◆ Given problem
How many lines in the material below contain the string "stucco", counting case-sensitive matches only? Reply with the number alone.

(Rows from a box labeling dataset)
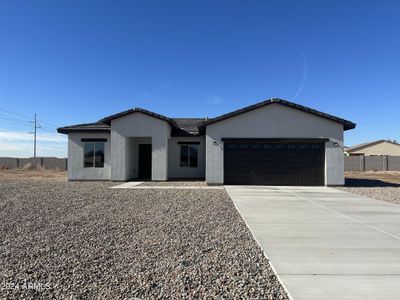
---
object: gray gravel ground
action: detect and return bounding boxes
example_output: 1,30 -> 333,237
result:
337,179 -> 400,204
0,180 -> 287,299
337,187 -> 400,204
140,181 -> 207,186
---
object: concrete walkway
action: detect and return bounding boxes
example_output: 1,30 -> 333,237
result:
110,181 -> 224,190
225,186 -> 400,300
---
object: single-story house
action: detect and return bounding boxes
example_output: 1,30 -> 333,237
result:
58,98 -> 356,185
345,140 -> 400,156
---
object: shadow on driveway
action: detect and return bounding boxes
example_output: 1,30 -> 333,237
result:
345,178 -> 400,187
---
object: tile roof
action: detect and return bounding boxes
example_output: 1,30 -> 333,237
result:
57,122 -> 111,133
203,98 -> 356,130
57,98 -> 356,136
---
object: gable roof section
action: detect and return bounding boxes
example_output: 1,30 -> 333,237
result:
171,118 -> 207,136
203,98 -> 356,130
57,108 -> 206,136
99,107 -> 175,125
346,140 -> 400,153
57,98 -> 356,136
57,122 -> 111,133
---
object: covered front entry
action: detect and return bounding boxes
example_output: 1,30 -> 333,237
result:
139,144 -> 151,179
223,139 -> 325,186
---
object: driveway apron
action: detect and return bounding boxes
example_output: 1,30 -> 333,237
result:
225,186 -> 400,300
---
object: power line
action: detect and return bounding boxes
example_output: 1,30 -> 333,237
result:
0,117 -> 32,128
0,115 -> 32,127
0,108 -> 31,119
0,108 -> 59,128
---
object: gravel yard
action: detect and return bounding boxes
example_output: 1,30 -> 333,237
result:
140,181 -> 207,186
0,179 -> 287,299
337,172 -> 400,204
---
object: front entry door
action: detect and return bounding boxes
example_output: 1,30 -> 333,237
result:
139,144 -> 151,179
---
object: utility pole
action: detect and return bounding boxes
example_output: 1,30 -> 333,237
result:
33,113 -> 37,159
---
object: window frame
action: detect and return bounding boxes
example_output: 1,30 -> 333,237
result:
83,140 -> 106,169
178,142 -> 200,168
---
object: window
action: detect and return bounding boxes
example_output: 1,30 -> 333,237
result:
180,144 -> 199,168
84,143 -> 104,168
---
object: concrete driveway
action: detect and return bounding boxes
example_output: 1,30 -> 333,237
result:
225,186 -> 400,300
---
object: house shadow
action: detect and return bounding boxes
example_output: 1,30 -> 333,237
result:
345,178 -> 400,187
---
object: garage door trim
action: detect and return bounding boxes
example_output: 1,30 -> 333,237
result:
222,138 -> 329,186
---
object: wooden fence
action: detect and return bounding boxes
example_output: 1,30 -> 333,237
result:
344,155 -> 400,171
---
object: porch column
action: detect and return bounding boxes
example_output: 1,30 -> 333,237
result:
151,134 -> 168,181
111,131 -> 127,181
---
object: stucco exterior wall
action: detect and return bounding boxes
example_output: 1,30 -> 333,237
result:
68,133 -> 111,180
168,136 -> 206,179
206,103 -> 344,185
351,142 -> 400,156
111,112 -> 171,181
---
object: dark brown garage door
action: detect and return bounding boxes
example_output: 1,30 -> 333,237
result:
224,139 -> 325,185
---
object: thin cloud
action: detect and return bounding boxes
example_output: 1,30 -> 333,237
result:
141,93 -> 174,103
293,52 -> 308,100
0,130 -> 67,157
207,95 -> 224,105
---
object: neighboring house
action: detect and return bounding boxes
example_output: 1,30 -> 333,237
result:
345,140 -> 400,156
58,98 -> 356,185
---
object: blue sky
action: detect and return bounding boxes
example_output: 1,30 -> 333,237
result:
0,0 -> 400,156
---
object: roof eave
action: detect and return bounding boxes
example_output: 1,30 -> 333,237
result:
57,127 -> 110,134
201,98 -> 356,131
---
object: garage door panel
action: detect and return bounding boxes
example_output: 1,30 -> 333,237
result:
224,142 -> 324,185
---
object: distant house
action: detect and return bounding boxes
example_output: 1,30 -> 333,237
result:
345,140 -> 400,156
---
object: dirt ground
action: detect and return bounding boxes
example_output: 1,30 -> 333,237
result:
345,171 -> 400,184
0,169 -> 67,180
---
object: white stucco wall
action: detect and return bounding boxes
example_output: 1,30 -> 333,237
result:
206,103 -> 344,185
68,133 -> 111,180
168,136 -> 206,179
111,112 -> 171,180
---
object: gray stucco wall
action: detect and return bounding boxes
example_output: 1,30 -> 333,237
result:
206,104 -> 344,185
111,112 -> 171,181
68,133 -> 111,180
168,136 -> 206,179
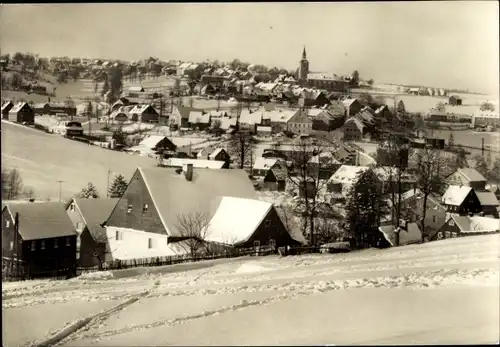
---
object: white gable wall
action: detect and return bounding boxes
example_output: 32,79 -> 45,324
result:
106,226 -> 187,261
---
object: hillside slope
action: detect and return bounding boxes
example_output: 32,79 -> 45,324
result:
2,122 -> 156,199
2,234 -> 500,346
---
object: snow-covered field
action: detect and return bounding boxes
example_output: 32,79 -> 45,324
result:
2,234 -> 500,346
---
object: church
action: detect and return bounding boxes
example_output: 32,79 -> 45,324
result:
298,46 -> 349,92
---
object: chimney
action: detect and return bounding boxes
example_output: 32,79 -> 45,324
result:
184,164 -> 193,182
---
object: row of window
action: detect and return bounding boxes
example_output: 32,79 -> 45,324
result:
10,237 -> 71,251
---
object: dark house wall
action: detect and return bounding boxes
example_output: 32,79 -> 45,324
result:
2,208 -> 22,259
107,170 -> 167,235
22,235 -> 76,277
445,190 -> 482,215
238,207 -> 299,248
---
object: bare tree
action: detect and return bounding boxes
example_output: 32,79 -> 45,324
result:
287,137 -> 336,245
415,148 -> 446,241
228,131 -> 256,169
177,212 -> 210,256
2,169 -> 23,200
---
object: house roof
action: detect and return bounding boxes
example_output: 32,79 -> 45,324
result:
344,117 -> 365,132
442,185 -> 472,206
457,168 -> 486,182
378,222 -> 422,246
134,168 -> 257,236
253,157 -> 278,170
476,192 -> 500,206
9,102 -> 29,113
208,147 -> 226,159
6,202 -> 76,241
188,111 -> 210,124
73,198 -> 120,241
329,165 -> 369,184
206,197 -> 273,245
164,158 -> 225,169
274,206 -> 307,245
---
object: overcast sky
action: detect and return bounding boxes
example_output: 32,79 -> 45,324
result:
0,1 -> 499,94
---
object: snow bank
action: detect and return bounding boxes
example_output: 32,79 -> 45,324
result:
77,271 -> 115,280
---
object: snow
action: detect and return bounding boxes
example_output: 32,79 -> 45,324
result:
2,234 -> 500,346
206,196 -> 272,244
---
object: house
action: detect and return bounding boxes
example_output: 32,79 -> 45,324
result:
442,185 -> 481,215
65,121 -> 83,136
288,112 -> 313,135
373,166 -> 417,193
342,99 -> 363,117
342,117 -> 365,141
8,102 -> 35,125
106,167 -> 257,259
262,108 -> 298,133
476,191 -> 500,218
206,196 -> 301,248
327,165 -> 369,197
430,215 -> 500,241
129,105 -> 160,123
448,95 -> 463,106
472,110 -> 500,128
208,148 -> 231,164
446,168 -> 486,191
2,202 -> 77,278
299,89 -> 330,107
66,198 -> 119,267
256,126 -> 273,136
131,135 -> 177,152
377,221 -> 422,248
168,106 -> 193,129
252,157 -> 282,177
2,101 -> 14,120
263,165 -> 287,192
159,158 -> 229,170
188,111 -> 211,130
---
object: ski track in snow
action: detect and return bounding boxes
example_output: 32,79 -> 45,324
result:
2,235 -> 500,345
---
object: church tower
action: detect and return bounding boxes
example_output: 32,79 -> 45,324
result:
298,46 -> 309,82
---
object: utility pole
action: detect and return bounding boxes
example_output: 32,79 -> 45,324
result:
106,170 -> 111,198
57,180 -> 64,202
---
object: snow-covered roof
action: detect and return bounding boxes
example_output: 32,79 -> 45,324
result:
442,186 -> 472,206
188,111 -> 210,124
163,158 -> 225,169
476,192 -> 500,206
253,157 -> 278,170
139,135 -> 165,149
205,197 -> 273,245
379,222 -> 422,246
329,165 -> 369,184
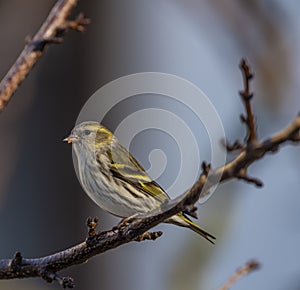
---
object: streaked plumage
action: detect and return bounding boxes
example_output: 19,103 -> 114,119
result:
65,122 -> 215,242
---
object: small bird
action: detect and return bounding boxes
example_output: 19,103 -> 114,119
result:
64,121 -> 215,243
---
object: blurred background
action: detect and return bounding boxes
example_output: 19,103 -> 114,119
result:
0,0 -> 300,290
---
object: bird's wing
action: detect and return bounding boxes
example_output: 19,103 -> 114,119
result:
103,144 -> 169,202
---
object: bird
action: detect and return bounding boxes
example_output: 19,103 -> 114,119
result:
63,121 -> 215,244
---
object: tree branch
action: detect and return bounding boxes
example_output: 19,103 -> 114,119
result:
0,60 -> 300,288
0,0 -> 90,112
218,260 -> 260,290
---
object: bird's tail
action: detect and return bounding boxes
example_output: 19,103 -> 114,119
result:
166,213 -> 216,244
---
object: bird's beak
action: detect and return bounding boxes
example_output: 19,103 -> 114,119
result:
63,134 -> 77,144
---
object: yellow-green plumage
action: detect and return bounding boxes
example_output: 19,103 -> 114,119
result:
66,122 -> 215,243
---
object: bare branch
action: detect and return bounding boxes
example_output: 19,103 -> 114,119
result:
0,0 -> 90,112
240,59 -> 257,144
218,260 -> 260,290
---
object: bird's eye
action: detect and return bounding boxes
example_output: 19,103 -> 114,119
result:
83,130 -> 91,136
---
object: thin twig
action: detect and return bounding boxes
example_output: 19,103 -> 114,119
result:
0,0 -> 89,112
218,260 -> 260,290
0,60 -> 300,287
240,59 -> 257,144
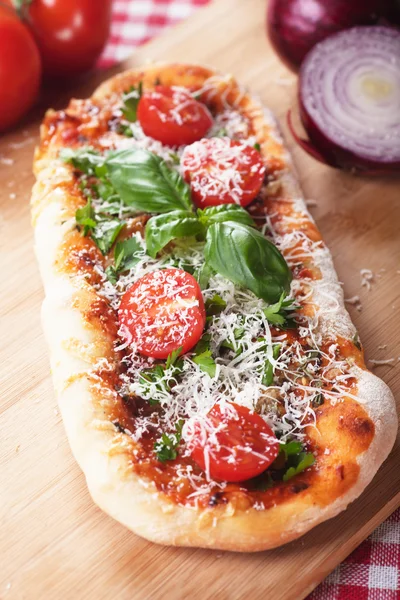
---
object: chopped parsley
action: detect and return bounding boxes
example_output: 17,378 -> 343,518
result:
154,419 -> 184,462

◆ Expected answer
3